BENTONVILLE, ARK. Wal-Mart base attracts growth and prosperity



Suppliers' rush to be near Wal-Mart puts a white collar on a backwater town.
BENTONVILLE, Ark. (AP) -- You could always get cheap scrambled eggs at R & amp;J's diner, where they cost a buck and coffee is 75 cents.
Now, if you want, you don't have to go far to pick up $2.50 cappuccino at The Market at Pinnacle Point, a cafe and gourmet food boutique in nearby Rogers. Or a $60 facial at The Spa Esthetiques.
The spectacular success of Wal-Mart Stores Inc., which is based in Bentonville, helped bring more prosperity to this largely rural corner of Arkansas. Now, an influx of hundreds of the retail company's suppliers is bringing high-level executives who want the same kind of life they had back in Los Angeles, Dallas and other urban centers.
With gated communities featuring homes from $500,000 to more than $1 million, high-rise office buildings and upscale stores cropping up, northwest Arkansas is being transformed into swank suburbia.

### [INFORMATION SHOWN]

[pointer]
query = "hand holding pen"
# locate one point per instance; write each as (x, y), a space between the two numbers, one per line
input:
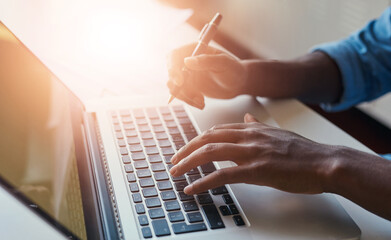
(212, 73)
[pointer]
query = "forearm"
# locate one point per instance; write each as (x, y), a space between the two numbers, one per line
(363, 178)
(313, 78)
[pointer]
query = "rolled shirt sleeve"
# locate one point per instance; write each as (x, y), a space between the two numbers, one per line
(364, 60)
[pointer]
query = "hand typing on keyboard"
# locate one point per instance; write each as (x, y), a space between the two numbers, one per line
(265, 156)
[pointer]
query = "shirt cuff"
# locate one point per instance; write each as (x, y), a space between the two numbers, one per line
(345, 56)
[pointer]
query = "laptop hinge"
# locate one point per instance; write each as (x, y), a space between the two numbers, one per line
(109, 218)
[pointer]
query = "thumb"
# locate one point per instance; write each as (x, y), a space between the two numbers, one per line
(249, 118)
(208, 62)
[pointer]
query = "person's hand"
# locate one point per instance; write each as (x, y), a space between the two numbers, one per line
(215, 74)
(265, 156)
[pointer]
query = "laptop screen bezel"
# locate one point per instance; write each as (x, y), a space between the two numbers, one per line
(92, 215)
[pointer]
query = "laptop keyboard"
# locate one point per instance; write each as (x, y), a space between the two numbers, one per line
(147, 139)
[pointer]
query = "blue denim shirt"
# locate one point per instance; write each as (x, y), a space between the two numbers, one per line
(364, 60)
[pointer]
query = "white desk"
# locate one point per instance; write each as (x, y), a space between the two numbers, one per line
(16, 222)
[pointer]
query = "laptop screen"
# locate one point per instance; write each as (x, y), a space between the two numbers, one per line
(37, 149)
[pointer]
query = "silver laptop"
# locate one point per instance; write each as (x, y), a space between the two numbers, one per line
(100, 171)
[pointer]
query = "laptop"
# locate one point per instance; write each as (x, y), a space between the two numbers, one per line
(100, 170)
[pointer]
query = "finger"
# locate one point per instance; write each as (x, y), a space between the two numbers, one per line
(248, 118)
(217, 179)
(209, 136)
(208, 62)
(208, 153)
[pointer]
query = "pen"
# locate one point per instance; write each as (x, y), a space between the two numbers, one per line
(206, 35)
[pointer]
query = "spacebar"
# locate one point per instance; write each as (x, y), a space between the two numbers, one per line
(213, 216)
(184, 228)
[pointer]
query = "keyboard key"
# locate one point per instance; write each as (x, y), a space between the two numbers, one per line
(168, 117)
(138, 113)
(140, 208)
(121, 143)
(141, 121)
(167, 151)
(149, 192)
(129, 126)
(179, 178)
(193, 171)
(133, 140)
(238, 220)
(123, 151)
(147, 182)
(125, 159)
(141, 164)
(167, 159)
(131, 133)
(190, 136)
(176, 137)
(152, 202)
(143, 173)
(144, 128)
(160, 176)
(164, 143)
(135, 148)
(179, 228)
(190, 206)
(172, 205)
(227, 199)
(154, 158)
(143, 220)
(147, 233)
(204, 198)
(137, 197)
(225, 210)
(194, 178)
(164, 185)
(173, 131)
(233, 209)
(146, 135)
(164, 110)
(133, 187)
(156, 213)
(149, 143)
(168, 195)
(156, 122)
(176, 216)
(151, 150)
(119, 135)
(213, 217)
(161, 227)
(179, 186)
(179, 145)
(185, 197)
(127, 120)
(152, 113)
(138, 156)
(208, 168)
(158, 167)
(219, 190)
(159, 129)
(131, 177)
(161, 136)
(171, 124)
(128, 168)
(194, 217)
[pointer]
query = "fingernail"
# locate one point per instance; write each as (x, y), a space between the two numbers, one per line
(191, 61)
(173, 171)
(188, 189)
(178, 81)
(198, 101)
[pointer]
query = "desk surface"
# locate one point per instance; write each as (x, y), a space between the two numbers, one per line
(289, 114)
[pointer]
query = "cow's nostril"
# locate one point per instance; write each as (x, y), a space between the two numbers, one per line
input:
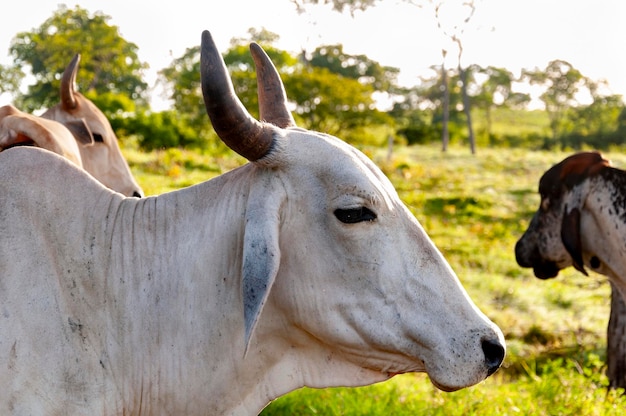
(494, 355)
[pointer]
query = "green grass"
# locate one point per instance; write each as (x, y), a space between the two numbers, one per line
(474, 208)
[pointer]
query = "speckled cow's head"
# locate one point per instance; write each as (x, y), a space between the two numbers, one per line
(552, 241)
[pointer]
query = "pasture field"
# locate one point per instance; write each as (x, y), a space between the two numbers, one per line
(474, 207)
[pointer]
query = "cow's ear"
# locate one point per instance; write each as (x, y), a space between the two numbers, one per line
(570, 235)
(80, 131)
(261, 251)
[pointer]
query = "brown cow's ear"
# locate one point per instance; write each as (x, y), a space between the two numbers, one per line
(570, 235)
(80, 131)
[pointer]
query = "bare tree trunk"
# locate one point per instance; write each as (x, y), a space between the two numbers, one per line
(616, 341)
(445, 135)
(466, 109)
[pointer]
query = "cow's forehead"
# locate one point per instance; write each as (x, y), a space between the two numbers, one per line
(340, 166)
(570, 172)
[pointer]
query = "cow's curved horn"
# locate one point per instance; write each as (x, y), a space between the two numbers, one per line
(271, 92)
(231, 121)
(67, 84)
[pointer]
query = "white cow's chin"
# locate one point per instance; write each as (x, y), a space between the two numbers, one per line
(444, 388)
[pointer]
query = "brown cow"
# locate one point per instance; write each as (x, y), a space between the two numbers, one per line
(22, 129)
(101, 156)
(581, 220)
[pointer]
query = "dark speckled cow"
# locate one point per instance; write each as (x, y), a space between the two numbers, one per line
(581, 220)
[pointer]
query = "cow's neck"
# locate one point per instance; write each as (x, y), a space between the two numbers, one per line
(175, 261)
(604, 231)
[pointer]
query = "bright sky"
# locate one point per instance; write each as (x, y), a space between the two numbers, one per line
(515, 34)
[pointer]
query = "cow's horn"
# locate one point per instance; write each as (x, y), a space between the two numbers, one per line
(67, 84)
(231, 121)
(271, 92)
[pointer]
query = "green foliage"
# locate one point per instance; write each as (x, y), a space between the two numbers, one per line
(108, 62)
(339, 99)
(158, 130)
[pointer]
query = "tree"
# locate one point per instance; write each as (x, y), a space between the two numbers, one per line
(561, 81)
(109, 63)
(312, 88)
(495, 91)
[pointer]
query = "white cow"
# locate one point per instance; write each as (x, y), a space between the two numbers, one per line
(302, 268)
(18, 128)
(101, 154)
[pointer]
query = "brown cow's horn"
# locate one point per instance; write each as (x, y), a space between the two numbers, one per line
(231, 121)
(272, 96)
(68, 102)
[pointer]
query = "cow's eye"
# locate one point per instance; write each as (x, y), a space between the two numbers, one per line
(354, 215)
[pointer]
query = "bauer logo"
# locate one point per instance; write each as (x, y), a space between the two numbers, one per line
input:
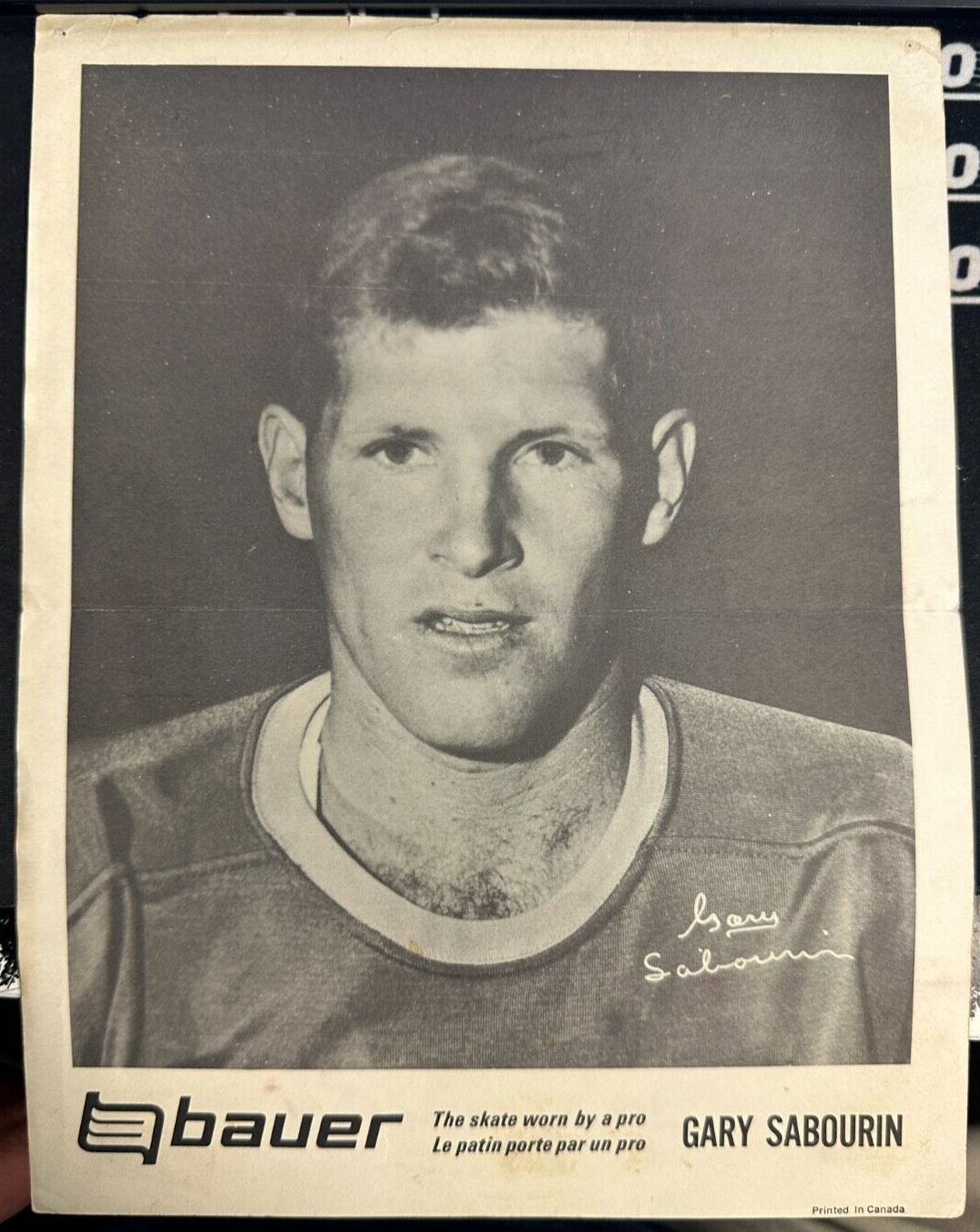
(115, 1127)
(121, 1127)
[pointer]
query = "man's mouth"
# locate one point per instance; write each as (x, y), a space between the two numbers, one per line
(470, 624)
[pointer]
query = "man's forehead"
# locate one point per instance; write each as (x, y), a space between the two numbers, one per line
(532, 346)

### [INSTRUCTIONS TO FOLLOW]
Output the passage of the Bentonville article between "Now, if you" and "other urban centers.", inclusive. The data has no connection to the article on Bentonville.

### [WRITTEN ANSWER]
Now, if you want, you don't have to go far to pick up $2.50 cappuccino at The Market at Pinnacle Point, a cafe and gourmet food boutique in nearby Rogers. Or a $60 facial at The Spa Esthetiques.
The spectacular success of Wal-Mart Stores Inc., which is based in Bentonville, helped bring more prosperity to this largely rural corner of Arkansas. Now, an influx of hundreds of the retail company's suppliers is bringing high-level executives who want the same kind of life they had back in Los Angeles, Dallas and other urban centers.